Requests:
(a) Decide whether each statement agrees with the excerpt on state unemployment and uncertainty shocks: (i) the regression specification is taken from Mumtaz et al.; (ii) Figure 6 is a heatmap of the absolute level of unemployment in each state; (iii) the heterogeneous responses of state-level unemployment to a US-wide uncertainty shock are detailed in Section 4.4. Answer each with yes or no and quote the words of the excerpt that decide it.
(b) Resume the excerpt on state unemployment and uncertainty shocks from the point where it stops.

Selected excerpt:

Figure 6. US heatmap—relative importance of national uncertainty. Notes: This figure plots
$\frac{p^{NU}_{ii}}{p^U_{ii}}$
, which measures the relative importance of national influences in propagating uncertainty shocks on state
$i$
’s unemployment.
5. An exploration into the heterogeneity of state-level responses and national influences
This section uses state-specific characteristics for an investigation into factors potentially important when considering (i) the heterogeneous responses of state-level unemployment to a US-wide uncertainty shock as detailed in Section 4.3, and (ii) the heterogeneous importance of national influences in the role of the propagation of uncertainty shocks on state-level unemployment as described in Section 4.4. The analysis follows the regression specifications employed in Mumtaz et al. (Reference Mumtaz, Sunder-Plassmann and Theophilopoulou2018):
\begin{equation} \rho _{i}=c+\beta X_{i}+R_{i}+\eta _{i},\qquad \qquad i=1,\ldots,N \end{equation}
where the dependent variable is given, respectively, by (i)
$\rho _{i}=\text{response}_{i}$
reflecting the peak response of state
$i$
’s unemployment to a US-wide uncertainty shock when considering the heterogeneous responses of unemployment as plotted in Figure 5, and (ii)

Entries supplied:
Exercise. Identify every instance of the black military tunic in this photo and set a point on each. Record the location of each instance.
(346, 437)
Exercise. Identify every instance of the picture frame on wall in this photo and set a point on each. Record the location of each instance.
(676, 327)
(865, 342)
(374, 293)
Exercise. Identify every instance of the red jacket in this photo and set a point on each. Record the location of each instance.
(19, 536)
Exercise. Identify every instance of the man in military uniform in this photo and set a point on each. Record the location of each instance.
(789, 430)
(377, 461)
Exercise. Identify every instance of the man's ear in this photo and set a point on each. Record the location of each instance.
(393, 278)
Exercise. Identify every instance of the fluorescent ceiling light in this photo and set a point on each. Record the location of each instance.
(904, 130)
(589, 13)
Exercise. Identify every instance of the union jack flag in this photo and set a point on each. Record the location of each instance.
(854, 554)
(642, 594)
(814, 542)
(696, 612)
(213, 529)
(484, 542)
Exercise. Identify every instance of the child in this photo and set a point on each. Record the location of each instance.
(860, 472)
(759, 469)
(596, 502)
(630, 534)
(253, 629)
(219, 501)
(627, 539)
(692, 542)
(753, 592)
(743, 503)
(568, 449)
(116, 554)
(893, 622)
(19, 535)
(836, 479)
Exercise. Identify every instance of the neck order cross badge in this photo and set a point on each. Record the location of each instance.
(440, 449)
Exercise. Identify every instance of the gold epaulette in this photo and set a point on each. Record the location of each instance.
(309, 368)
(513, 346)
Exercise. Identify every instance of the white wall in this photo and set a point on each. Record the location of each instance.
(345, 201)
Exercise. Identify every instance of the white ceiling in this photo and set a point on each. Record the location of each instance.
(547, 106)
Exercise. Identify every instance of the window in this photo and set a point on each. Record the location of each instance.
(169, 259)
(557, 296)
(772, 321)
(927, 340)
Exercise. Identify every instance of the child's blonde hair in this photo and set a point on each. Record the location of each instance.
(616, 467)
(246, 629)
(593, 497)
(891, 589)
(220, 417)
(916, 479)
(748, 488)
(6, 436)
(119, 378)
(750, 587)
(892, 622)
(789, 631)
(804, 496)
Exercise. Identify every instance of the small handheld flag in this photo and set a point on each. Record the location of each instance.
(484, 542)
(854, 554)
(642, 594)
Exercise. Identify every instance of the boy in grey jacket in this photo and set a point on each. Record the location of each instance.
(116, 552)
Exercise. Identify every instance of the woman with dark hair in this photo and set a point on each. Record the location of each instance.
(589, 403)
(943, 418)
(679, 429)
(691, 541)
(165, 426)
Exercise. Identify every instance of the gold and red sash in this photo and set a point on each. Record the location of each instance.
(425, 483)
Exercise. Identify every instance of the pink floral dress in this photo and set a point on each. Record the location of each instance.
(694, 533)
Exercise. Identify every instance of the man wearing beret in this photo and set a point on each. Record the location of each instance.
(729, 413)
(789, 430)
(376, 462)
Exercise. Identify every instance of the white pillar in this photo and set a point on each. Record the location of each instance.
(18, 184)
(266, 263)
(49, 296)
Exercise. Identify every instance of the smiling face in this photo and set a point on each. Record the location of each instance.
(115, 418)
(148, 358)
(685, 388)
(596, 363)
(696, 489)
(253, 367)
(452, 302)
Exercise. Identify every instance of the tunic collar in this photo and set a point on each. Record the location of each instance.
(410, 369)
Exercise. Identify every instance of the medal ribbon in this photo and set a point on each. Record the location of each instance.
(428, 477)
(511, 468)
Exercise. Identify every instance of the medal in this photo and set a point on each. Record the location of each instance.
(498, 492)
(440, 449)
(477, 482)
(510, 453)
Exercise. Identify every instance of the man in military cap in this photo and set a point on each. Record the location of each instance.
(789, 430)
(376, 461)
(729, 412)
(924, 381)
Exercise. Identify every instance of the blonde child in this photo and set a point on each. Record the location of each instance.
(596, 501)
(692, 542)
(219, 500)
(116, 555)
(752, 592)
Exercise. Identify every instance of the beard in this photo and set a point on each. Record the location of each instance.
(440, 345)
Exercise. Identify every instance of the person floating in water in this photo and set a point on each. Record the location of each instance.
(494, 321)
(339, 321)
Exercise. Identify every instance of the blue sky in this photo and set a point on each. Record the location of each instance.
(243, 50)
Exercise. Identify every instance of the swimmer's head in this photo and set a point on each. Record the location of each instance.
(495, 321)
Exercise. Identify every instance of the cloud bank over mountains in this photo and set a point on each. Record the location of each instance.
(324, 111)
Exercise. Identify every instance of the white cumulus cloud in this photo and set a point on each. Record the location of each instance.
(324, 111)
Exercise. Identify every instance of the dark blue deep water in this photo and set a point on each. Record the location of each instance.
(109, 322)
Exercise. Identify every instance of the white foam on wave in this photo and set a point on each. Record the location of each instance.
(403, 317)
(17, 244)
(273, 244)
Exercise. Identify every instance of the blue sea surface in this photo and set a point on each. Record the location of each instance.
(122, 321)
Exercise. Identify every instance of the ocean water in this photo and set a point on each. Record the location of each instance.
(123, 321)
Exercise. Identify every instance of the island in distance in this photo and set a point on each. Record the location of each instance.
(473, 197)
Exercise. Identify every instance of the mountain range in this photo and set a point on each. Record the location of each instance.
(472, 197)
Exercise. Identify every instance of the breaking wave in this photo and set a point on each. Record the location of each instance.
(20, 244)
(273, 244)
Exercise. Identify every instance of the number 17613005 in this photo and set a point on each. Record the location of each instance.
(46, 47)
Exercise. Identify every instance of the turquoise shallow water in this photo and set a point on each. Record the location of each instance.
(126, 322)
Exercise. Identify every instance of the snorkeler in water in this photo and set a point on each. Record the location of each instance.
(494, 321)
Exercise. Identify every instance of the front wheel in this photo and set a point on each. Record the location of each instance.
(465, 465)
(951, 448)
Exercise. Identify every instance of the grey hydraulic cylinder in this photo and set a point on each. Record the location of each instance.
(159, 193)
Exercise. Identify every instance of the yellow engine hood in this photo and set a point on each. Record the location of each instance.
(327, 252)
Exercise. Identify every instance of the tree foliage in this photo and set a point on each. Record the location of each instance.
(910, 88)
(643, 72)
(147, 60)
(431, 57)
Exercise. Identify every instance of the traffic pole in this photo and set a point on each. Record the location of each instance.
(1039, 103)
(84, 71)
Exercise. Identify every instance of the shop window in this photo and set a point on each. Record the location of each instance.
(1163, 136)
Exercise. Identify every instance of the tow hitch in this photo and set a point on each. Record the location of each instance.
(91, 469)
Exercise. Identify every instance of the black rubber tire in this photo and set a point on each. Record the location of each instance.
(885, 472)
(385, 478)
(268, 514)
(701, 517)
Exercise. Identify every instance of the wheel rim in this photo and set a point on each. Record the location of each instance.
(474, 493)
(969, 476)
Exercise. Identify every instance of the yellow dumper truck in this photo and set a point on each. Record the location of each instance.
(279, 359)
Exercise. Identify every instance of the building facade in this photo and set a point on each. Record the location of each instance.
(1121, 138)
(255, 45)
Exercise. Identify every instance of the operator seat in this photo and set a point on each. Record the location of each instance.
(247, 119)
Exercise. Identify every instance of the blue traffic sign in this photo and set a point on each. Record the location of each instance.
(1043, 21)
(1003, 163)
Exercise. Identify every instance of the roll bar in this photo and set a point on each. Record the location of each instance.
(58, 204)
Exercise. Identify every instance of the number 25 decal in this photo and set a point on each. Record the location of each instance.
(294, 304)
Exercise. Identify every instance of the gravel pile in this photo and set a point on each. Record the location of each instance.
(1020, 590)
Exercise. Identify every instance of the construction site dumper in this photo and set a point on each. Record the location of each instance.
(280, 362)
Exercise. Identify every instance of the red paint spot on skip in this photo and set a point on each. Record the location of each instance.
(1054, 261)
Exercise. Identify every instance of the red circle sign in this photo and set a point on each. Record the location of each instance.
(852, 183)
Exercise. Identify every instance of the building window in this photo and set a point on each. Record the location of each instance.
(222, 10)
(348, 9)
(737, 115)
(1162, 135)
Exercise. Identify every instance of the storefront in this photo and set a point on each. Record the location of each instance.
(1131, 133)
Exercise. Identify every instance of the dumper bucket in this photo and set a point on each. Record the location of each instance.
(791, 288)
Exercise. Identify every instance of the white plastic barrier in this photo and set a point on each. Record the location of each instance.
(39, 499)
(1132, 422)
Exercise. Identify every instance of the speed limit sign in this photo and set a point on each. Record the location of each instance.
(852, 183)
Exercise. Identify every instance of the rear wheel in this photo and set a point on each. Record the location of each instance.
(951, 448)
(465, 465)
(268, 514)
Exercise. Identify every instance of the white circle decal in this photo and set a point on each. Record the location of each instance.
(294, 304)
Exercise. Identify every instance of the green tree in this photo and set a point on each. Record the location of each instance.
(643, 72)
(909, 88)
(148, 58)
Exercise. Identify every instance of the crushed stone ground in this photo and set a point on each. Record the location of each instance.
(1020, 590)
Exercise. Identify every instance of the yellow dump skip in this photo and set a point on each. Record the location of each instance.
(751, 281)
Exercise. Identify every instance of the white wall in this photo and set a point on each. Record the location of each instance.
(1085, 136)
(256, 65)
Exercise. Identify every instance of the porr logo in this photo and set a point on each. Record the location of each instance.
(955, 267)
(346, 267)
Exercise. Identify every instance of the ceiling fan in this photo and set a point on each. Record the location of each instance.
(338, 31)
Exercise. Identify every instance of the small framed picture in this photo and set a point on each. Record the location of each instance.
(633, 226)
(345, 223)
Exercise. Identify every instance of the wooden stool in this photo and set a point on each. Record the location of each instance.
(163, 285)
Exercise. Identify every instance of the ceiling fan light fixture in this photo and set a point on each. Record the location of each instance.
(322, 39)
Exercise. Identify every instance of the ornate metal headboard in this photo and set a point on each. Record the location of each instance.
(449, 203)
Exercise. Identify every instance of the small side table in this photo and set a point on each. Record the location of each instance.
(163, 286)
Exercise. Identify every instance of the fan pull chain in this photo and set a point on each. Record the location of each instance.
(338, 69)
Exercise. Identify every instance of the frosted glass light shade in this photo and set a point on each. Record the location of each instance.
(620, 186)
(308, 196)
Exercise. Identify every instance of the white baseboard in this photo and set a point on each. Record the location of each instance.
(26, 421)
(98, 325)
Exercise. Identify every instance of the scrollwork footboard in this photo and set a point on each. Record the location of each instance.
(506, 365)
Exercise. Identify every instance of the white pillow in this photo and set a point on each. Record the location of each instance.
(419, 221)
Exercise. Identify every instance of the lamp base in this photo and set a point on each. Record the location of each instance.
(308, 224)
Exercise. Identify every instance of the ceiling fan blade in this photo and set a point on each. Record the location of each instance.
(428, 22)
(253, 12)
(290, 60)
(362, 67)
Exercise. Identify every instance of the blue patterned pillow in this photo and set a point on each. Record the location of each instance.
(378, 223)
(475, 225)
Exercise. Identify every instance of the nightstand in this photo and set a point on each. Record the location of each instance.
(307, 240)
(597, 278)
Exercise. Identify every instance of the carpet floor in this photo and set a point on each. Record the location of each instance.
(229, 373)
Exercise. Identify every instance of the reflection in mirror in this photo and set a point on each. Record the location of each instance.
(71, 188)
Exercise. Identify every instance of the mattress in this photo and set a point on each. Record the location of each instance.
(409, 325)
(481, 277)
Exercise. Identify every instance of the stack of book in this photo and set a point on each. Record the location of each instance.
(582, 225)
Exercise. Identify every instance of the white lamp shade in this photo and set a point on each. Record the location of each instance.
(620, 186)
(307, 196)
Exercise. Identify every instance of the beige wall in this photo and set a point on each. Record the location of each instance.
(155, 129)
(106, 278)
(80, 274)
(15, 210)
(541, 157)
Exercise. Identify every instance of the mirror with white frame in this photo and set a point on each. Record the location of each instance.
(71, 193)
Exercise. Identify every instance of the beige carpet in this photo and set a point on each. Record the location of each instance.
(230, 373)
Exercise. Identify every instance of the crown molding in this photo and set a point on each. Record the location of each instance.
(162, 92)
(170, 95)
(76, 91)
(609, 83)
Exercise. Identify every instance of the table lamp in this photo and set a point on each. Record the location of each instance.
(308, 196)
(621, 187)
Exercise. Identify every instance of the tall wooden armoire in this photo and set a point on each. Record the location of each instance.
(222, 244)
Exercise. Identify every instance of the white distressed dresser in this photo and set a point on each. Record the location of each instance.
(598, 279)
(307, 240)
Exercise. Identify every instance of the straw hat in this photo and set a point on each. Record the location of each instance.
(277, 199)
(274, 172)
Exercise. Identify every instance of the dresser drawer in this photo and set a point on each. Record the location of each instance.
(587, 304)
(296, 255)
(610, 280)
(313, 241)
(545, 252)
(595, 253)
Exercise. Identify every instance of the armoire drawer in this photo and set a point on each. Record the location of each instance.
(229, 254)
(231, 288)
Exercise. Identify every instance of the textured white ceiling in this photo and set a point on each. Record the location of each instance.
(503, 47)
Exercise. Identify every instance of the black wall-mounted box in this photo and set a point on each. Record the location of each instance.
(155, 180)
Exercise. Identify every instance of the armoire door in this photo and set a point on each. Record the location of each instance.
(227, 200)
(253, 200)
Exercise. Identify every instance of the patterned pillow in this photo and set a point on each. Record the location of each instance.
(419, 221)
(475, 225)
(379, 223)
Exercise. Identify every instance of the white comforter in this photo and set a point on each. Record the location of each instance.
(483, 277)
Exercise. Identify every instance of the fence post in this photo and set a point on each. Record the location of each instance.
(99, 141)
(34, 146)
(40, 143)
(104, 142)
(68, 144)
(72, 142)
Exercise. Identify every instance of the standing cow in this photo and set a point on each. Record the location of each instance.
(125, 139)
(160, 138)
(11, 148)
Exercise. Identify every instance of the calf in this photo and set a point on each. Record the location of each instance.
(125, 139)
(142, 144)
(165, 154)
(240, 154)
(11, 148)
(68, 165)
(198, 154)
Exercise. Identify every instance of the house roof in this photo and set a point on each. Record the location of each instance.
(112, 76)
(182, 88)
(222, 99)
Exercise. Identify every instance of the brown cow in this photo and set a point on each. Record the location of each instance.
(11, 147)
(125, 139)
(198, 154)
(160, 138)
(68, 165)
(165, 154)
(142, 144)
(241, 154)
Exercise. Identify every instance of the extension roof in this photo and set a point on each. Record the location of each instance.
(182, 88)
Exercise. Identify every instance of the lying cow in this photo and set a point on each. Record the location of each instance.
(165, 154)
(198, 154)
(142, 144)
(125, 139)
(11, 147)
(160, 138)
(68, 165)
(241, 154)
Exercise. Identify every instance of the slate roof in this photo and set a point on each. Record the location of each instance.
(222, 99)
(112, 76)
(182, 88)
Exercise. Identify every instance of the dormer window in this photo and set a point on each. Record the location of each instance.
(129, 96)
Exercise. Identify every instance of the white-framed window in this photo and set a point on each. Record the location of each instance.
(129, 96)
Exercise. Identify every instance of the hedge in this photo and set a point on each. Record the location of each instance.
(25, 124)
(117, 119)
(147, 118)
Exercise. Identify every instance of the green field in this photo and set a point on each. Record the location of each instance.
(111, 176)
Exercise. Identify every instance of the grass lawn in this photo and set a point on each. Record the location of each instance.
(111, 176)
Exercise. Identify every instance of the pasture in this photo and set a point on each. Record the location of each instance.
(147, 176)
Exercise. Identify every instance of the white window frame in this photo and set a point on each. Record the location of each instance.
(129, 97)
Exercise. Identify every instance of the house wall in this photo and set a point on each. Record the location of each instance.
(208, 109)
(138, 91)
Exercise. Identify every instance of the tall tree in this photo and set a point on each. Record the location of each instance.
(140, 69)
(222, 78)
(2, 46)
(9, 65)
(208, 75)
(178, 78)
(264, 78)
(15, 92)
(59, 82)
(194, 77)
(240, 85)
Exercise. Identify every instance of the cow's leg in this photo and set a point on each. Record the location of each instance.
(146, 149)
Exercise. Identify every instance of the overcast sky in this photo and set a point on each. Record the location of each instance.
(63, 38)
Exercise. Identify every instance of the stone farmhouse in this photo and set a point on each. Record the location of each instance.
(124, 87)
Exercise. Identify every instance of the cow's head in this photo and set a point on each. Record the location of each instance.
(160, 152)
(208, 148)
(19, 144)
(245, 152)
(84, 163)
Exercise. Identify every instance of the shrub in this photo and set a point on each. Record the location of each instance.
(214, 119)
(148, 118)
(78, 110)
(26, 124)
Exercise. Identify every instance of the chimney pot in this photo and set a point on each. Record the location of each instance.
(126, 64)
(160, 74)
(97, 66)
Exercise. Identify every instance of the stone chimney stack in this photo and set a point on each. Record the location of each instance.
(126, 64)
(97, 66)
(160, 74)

Task-by-task results:
(a)
(i) Yes: "The analysis follows the regression specifications employed in Mumtaz et al."
(ii) No: "which measures the relative importance of national influences in propagating uncertainty shocks on state"
(iii) No: "the heterogeneous responses of state-level unemployment to a US-wide uncertainty shock as detailed in Section 4.3"

(b)
$\rho _{i}=\frac{p_{ii}^{NU}}{p_{ii}^{U}}$
when considering the relative importance of national influences in propagating uncertainty shocks on state
$i$
’s unemployment,
$c$
denotes the intercept,
$X_{i}$
include the explanatory variables depicting state-specific characteristics, and
$R_{i}$
denote regional dummies according to the US Bureau of Economic Analysis. Following Lewis and Linzer (Reference Lewis and Linzer2005), the standard errors are White-corrected standard errors to account for the fact that the dependent variables are generated.
The testing strategy follows that employed in Mumtaz et al. (Reference Mumtaz, Sunder-Plassmann and Theophilopoulou2018) and involves specifying explanatory variables capturing various sets of influences and investigating their respective explanatory power through sequential regressions. The regression specifications and testing strategy are described below. In terms of the explanatory variables, we specify five sets of regressors. The first set represents the industry structure for each state and contain information on the state-level GDP share of the Agriculture, Construction, Finance, Government, Manufacturing, Mining, and Real Estate. The second set accounts for the degree of financial frictions. Following Carlino and DeFina (Reference Carlino and DeFina1998), financial frictions are defined as the percentage of each state’s loans made by small banks.Footnote 21 In addition to small banks’ loans, the home ownership rate is also included to account for cross-state differences in the housing market. The third set measures the labor market frictions by using data on the percentage of workers represented by unions for each state and the right-to-work (RTW), which is a dummy variable for whether a state has "right-to-work" legislation as of 2016. The fourth set captures the level of the fiscal condition by using data on the state-level debt–GDP ratio, intergovernmental transfers, and the state-level spending–GDP ratio. Finally, the fifth set considers the share of internet users across different US states and serves as a robustness check given our internet-data-based measure of uncertainty.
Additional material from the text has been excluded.